Top of Exercise text

Recovery is not only possible but should be expected.
Medication, education, and support are key factors in successful outcomes.
Other factors include but are not limited to regular treatment, good social environment, community involvement and resources, acceptance, hope and self-esteem.
The recovery journey
The recovery journey is different for everyone. It is different in the length of time it takes, it is different in the extent of the recovery. Some people recover to the point they were at before the illness struck, others, unfortunately, are not so blessed. Many factors are involved in the recovery journey, and here I will discuss those factors that I feel were important in my daughter’s recovery.
Before starting it may be useful to look at the definition of recovery that is shown in the “Mental Health Commission of Canada Recovery Guidelines”.
“Recovery means living a satisfying, and meaningful life even when there may be ongoing limitations related to mental-health problems and illnesses. It starts with the fundamental belief that not only is recovery possible, it should be expected regardless of diagnosis or situation."

Bottom of Exercise text
Top of Provided material

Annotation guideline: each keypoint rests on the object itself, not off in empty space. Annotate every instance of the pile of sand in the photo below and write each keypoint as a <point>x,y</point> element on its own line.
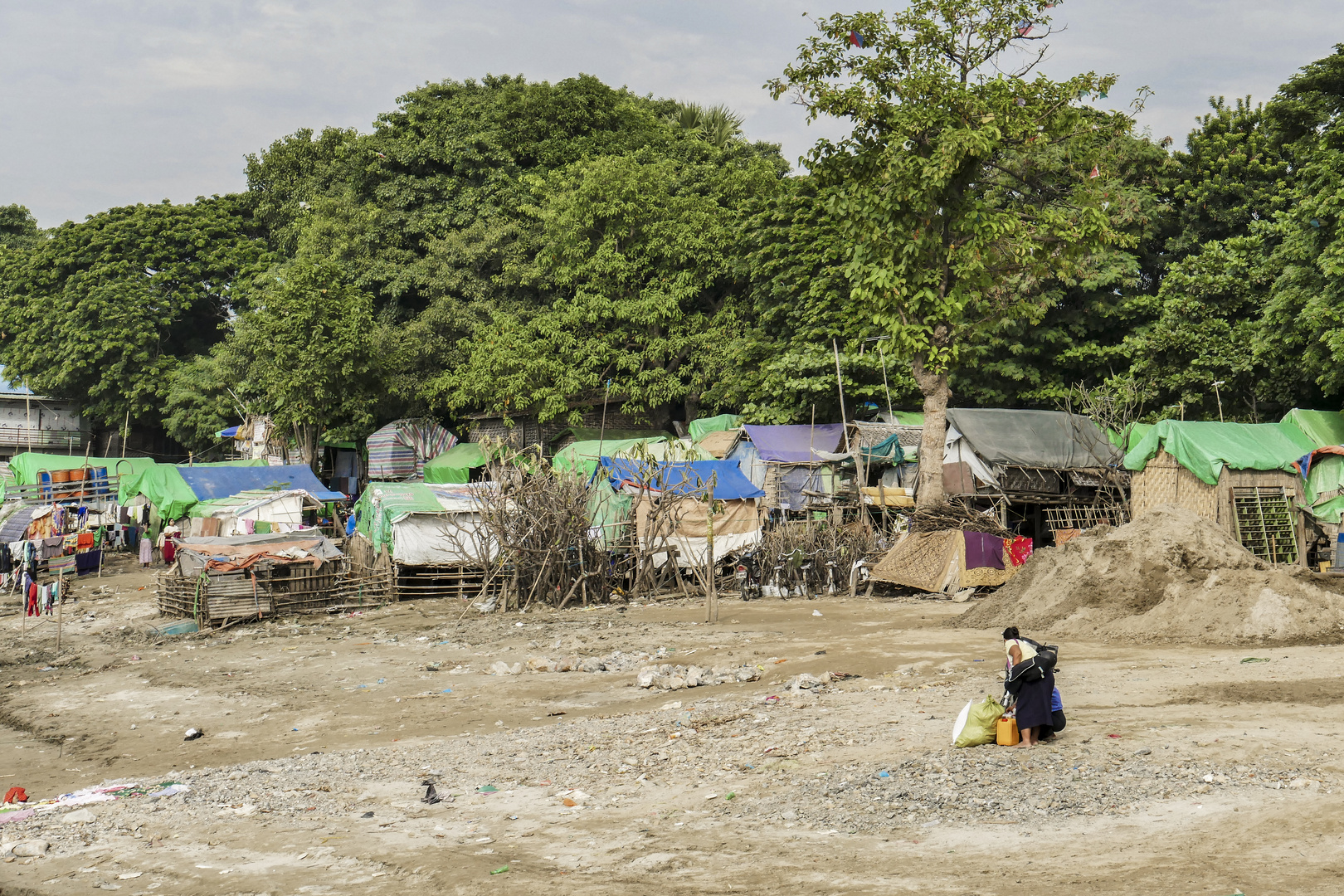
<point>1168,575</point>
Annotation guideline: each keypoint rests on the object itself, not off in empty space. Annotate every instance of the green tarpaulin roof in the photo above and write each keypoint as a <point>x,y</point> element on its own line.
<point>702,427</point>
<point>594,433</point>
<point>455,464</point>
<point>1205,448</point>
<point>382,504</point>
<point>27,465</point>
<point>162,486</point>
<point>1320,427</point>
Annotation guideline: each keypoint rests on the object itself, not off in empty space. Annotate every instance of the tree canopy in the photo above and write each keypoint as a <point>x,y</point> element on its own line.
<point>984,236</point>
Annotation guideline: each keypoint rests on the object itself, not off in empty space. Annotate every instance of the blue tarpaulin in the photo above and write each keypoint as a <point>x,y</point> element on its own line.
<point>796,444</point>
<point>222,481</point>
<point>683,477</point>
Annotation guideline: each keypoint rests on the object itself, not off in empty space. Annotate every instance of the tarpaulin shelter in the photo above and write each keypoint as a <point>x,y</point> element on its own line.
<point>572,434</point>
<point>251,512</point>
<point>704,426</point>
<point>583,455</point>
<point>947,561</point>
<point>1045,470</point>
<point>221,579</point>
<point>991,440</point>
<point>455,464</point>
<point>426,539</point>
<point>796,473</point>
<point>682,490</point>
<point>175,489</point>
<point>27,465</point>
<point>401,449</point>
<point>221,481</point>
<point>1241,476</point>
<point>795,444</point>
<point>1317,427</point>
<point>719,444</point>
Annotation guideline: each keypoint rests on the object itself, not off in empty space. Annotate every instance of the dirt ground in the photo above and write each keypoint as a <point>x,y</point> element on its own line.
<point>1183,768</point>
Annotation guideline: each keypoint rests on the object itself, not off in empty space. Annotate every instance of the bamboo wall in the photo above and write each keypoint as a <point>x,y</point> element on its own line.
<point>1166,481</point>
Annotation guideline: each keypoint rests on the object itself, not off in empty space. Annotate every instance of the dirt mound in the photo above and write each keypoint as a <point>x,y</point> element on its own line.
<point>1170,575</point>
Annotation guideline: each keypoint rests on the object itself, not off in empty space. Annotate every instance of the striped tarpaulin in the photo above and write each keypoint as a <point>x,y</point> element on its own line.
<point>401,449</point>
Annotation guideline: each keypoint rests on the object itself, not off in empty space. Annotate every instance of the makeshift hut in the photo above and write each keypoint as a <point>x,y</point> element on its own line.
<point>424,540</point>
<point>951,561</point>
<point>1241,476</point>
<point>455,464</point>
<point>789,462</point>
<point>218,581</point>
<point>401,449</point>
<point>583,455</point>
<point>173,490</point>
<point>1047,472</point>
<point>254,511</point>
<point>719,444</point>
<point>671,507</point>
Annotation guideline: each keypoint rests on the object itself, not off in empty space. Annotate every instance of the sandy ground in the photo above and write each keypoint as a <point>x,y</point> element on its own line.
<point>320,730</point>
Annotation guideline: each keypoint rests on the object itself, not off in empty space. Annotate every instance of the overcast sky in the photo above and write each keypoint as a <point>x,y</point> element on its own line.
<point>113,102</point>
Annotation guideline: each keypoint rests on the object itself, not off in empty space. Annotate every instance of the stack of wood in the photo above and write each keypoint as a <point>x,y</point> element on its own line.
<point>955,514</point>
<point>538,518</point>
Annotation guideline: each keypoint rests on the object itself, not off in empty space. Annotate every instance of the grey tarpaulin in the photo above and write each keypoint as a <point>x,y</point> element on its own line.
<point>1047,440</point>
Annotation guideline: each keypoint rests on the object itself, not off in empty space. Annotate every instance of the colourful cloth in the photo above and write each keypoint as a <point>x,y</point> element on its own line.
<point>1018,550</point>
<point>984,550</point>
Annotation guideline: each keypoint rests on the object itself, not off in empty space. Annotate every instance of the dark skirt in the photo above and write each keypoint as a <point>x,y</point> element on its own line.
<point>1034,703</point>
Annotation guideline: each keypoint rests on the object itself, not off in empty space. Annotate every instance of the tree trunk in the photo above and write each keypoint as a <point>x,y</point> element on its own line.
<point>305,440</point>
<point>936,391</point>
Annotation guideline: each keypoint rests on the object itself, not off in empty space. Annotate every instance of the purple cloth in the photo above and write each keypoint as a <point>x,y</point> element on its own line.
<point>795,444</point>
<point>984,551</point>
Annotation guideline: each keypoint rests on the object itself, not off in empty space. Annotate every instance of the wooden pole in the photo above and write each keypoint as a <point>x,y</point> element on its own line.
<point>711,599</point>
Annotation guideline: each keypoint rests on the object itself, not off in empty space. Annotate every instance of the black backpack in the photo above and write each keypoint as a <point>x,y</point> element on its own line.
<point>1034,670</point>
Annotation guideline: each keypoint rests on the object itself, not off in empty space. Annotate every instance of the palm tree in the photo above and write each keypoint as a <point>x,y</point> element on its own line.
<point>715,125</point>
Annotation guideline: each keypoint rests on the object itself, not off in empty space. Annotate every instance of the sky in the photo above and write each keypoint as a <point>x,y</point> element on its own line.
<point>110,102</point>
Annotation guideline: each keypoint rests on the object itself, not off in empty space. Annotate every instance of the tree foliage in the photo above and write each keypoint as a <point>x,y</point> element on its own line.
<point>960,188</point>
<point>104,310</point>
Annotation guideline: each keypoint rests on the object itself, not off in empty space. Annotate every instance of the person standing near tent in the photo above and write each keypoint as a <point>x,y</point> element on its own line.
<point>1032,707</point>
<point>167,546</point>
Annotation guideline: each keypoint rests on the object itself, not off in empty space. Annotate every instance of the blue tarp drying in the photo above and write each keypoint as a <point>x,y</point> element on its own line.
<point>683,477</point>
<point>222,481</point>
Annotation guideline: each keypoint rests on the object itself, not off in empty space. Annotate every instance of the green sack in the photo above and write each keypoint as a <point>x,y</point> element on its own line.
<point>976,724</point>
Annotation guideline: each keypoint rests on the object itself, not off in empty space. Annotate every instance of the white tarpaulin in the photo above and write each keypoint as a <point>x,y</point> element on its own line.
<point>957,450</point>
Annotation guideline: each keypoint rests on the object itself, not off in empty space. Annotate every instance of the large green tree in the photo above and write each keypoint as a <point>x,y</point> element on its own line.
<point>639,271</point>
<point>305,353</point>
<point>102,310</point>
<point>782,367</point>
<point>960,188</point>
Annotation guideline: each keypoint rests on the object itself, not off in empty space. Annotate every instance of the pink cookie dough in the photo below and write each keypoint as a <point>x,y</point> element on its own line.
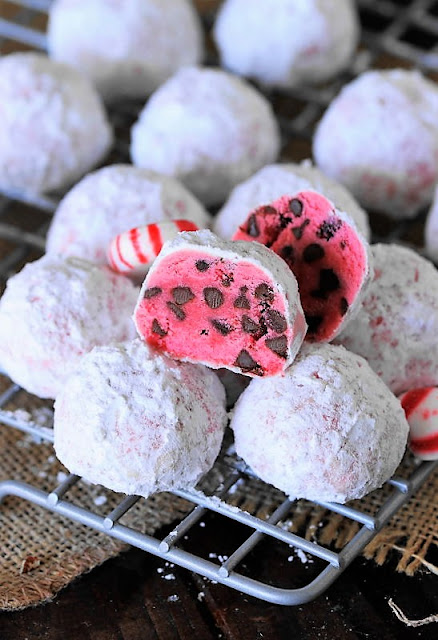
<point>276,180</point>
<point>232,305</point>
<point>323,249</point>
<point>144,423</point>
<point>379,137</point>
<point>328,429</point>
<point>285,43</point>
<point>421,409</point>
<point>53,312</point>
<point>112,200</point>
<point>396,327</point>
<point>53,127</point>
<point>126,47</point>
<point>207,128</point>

Bottom of Provided material
Top of Provided material

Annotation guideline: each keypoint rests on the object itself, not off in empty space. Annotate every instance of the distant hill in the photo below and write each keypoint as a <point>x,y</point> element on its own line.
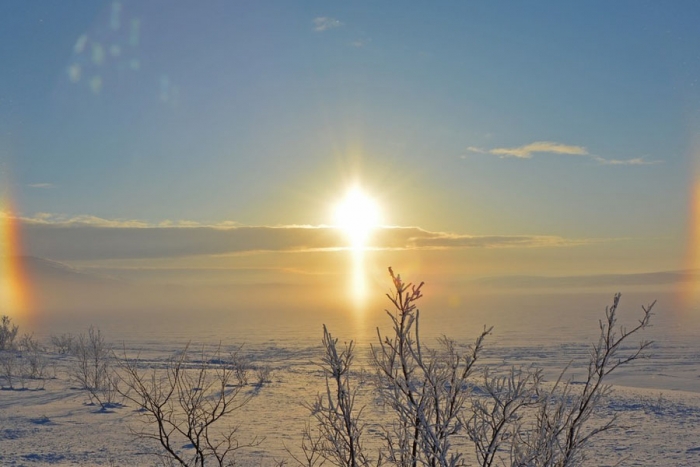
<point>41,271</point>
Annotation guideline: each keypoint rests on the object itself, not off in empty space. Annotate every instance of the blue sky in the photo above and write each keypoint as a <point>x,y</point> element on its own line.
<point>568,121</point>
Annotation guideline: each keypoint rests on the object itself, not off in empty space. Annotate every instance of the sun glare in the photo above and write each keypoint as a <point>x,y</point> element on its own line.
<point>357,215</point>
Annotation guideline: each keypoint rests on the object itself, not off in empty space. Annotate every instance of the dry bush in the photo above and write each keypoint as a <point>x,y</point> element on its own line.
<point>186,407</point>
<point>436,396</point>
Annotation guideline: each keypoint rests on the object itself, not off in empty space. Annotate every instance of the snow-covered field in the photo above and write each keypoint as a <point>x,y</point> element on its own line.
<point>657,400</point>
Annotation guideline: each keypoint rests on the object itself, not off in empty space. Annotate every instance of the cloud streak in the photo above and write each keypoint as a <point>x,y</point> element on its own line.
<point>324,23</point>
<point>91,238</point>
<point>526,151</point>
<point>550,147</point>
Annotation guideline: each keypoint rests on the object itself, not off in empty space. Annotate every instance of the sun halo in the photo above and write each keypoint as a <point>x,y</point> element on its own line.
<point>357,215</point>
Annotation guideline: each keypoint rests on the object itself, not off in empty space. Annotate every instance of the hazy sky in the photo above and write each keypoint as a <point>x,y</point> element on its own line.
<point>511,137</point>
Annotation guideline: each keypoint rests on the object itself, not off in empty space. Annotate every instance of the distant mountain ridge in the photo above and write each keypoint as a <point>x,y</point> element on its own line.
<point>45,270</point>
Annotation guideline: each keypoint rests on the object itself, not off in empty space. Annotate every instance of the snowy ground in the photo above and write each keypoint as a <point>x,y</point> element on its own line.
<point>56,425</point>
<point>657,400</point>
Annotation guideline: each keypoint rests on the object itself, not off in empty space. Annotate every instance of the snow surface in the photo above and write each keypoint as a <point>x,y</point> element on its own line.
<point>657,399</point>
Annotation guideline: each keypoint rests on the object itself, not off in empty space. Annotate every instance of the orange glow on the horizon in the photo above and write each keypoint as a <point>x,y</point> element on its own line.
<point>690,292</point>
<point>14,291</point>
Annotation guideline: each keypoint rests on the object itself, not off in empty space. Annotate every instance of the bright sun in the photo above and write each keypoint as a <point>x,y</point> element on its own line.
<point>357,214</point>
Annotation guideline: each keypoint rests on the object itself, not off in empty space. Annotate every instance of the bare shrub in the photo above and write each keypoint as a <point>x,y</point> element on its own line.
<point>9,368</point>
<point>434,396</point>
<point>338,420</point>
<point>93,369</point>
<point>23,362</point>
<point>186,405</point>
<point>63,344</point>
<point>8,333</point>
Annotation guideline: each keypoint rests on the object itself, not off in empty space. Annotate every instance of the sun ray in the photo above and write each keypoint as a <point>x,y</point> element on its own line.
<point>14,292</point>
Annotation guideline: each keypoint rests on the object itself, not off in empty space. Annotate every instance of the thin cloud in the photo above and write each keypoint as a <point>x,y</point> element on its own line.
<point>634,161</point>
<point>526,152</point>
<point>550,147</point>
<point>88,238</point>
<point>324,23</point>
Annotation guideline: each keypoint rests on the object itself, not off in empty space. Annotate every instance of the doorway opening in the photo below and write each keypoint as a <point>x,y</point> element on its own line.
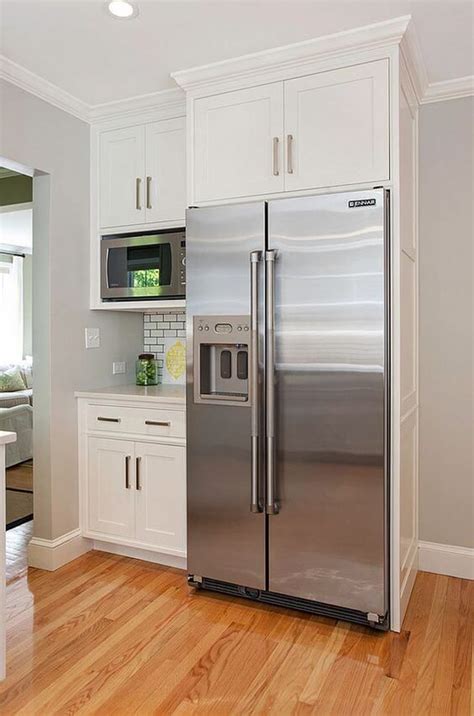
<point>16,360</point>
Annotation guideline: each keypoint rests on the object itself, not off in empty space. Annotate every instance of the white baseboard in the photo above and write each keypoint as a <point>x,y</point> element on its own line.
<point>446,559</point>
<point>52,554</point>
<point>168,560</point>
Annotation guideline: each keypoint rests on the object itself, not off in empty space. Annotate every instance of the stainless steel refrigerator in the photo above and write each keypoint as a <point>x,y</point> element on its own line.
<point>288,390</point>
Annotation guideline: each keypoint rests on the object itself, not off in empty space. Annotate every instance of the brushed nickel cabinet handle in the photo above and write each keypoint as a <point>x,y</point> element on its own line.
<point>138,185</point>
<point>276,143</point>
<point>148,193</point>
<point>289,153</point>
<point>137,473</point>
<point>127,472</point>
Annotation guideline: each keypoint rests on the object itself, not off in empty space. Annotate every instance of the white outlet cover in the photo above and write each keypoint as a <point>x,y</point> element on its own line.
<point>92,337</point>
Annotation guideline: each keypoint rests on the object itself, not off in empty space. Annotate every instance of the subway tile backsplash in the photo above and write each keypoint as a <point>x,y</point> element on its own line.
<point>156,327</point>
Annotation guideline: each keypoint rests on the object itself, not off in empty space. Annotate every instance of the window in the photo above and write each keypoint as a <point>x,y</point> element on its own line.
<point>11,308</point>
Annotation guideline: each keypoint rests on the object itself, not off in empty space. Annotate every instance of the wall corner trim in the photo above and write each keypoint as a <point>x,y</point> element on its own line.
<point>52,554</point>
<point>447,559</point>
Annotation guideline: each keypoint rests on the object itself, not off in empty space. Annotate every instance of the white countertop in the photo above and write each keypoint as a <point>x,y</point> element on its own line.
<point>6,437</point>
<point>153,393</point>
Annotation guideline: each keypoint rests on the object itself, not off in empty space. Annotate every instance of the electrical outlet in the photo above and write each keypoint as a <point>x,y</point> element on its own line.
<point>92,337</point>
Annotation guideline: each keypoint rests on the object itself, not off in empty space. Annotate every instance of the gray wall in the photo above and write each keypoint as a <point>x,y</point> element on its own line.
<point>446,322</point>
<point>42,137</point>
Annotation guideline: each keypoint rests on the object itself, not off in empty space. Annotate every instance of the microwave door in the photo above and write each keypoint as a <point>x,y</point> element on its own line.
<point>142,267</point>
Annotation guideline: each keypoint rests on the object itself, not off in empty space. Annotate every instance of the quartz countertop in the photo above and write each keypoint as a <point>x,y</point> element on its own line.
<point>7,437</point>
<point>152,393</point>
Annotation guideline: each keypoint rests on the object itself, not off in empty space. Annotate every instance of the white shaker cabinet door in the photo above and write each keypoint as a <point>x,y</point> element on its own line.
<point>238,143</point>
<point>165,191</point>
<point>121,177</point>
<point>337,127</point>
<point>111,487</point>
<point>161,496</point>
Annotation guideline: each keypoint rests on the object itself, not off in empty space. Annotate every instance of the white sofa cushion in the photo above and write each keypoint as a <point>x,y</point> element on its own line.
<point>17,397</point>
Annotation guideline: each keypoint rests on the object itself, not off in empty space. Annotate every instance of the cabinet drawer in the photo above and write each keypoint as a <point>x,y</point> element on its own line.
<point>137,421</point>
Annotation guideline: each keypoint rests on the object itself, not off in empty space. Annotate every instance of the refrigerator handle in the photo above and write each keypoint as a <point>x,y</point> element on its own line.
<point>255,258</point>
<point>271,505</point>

Bottom of Provided material

● **List of tasks**:
A: Answer these questions from the recovery text:
(i) What three things does it call key factors in successful outcomes?
(ii) Whose recovery does the writer discuss the important factors of?
(iii) From which document is the definition of recovery taken?
B: Repeat the part of the recovery text starting with "Other factors include" and going on through "hope and self-esteem.".
C: Finish out the next part of the recovery text, picking up after its final sentence.
The rows are separate material and have nothing to do with the recovery text.

● **Responses by task**:
A:
(i) Medication, education, and support.
(ii) The writer's daughter's.
(iii) The "Mental Health Commission of Canada Recovery Guidelines".

B:
Other factors include but are not limited to regular treatment, good social environment, community involvement and resources, acceptance, hope and self-esteem.

C:
So, it can be seen from the above statements that recovery is a very individual and personal thing. There is no single level of success and the timeline can be extremely variable. Therefore, it is not just recovery but rather a recovery journey. This journey may wax and wane as the illness lessens or intensifies.
In my daughter’s case, this recovery journey has taken several years, but I am happy to say that she is currently doing very well and I am proud of her. She is now living on her own, is responsible for her finances and self-care. She is also a Peer Support Worker and does a lot of public speaking about her journey.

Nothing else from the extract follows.